Give the records below as a two-column CSV with the headers "prompt" and "answer", one row per record. Put each record's text and its answer in their own quoted fields, with line breaks replaced by spaces.

↓

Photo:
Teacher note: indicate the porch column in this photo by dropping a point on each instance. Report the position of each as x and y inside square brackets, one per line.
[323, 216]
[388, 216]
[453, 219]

↑

→ **Written solution**:
prompt,answer
"Photo: Teacher note: indicate the porch column in this photo by dropping a point on each instance. Report the position of each as x and y inside square brackets, one per line.","[323, 216] [388, 216] [453, 219]"